Given passage -
-*-

Capture is the killer use case for me. The most-used pattern is "add this thought to today, fast." There are two shapes: append a line to today's daily note's daily log section for quick drafts, or write a standalone capture file under Calendar/Records/Captures/ and let a Dataview block in the daily note render it. The latter is the default — captures stay queryable and don't fight the daily template. The first path is opt-in for clients that want raw inline appends.

What I said no to

A few options I considered and dropped:

Obsidian Sync as the sync layer. Obsidian's paid Sync product works well — but every additional vendor in the data path is another DPA to track, another ToS to vet for what gets shared with whom. Self-hosting Syncthing keeps the vault inside the perimeter I already manage, with an easy path to secure hosting with a cloud provider. The bridge to iOS Obsidian goes through the Synctrain into the "On My iPhone → Obsidian" folder; no iCloud either (this reduces file metadata and sync friction between iCloud and Syncthing).

That said, this isn't a one-way door. The MCP doesn't care how the vault gets to its bind mount. If Obsidian Sync becomes the more pragmatic option later — better mobile resilience, multi-person editing, fewer sync edge cases — swapping Syncthing for Sync would be a transport change, not a redesign.

Implementation note: iCloud is totally viable if the MCP runs directly on a Mac. For my deployment, the MCP lives on an LXC as the primary runtime, which would make iCloud a polling-based integration through something like rclone rather than a real-time sync layer. That adds fragility around Apple 2FA and makes it a poor fit for my use case.

A heavyweight knowledge-graph backend on day one. I could have built this on top of a vector store, embedding pipeline, semantic search, the works. The vault is markdown files; filesystem operations + SQLite FTS5 do everything I need to ship and start using the thing much sooner. FTS5 is exact, fast, debuggable, and runs on a stick of butter — perfect for getting off the ground. The shape of the watcher (file change → reindex) means embeddings can slot in later as a parallel index alongside FTS5, not a replacement: a future search_semantic tool, or a mode: "hybrid" parameter that fuses BM25 + dense vectors. Vectors add contextual reach; FTS5 stays exact and audit-friendly. It's a win-win in this case.

A single shared OAuth client. Every client class gets its own OIDC provider in Authentik. Same audience claim, different client_id/client_secret. That way I can revoke ChatGPT without affecting n8n; cross-client token replay fails because subjects don't match. It's more provisioning work for a much cleaner blast radius.

-*-

Records supplied -

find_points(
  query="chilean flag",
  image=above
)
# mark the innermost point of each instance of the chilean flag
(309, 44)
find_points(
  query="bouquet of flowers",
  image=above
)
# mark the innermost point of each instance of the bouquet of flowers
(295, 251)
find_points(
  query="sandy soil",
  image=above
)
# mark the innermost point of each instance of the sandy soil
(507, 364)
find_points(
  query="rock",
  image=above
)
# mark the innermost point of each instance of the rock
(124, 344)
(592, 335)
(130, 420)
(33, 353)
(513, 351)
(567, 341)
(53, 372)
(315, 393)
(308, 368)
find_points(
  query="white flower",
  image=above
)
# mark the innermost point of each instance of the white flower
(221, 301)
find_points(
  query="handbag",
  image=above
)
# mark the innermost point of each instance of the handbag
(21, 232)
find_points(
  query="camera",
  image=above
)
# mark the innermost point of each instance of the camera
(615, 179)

-*-

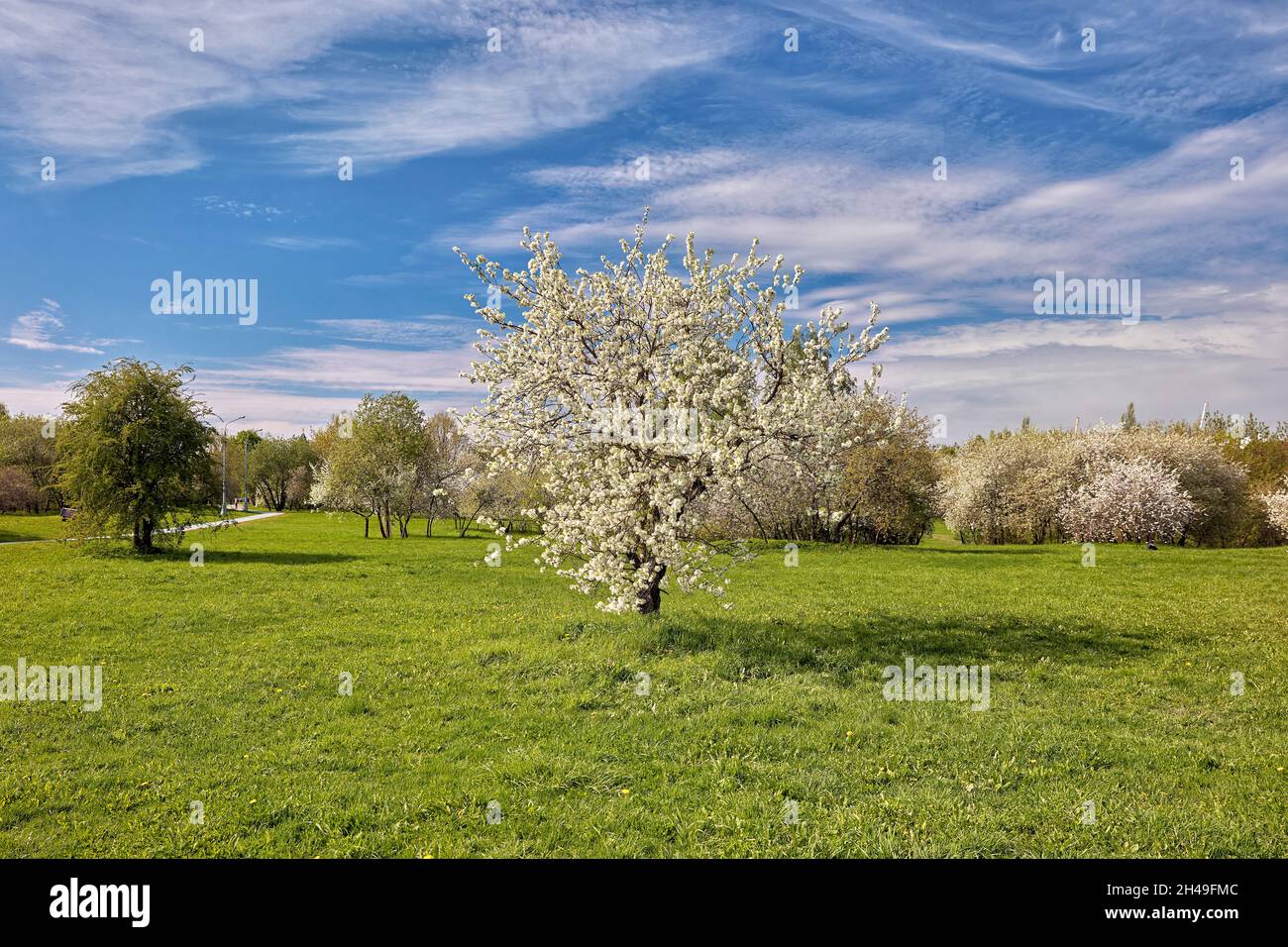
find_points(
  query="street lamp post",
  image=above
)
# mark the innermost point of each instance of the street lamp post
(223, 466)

-*-

What to work on -
1. Swap "Dataview" for "Bases" and repeat the part of the vault write-up starting at "Capture is the" and ending at "raw inline appends.".
2. Turn the paragraph of the vault write-up that opens with "A single shared OAuth client." into a short list that keeps its main facts.
3. Extend the vault write-up past the point where it stops.
The records come from a separate source.

Responses to the exercise -
1.
Capture is the killer use case for me. The most-used pattern is "add this thought to today, fast." There are two shapes: append a line to today's daily note's daily log section for quick drafts, or write a standalone capture file under Calendar/Records/Captures/ and let a Bases block in the daily note render it. The latter is the default — captures stay queryable and don't fight the daily template. The first path is opt-in for clients that want raw inline appends.

2.
- Rejected option: one OAuth client shared by every client.
- Each client class gets its own OIDC provider in Authentik.
- All use the same audience claim but a different client_id/client_secret.
- ChatGPT can be revoked without affecting n8n.
- Cross-client token replay fails because the subjects don't match.
- Trade-off: more provisioning work for a much cleaner blast radius.

3.
Putting it all in one repo with the vault. The vault is its own thing — synced to my devices, backed up separately, owned by me. The MCP server runs in a homelab LXC, configured by my Terraform + Ansible workflow that runs the rest of my cluster. Schema lives with the vault that it describes and defines. Server and cloud provisioning lives in infrastructure as code. Clean separation of concerns.

Why this matters

The larger point is not that every note system needs an MCP server. It’s that personal knowledge systems are becoming operational infrastructure. If AI clients are going to help with real work, they need access to durable context, clear permissions, safe write paths, and a way to leave behind artifacts that humans can inspect later.

So what's next?

The plan is to execute this work in multiple phases. So far, the plan is as follows:

  1. Establish the technical foundation and infrastructure layers — Terraform providers and provisioning, LXCs, standing up vault sync, idempotent Ansible roles, and an observability harness to plug into as we go.
  2. The MCP Server — where the system starts to become useful. Creating the binary, establishing the OAuth resource server, FTS5 indexing, and file watcher.
  3. LYT-aware tools + schema management — enabling taxonomy knowledge, and Obsidian workflow integration.
  4. OCR pipeline — reMarkable → OCR → vault.
  5. Client integration & polish — start connecting the clients, observability hooks, runbooks, and kicking the tires in production.

This first post lays the philosophy. The next one is what it actually took to stand up the foundation — and the surprises along the way.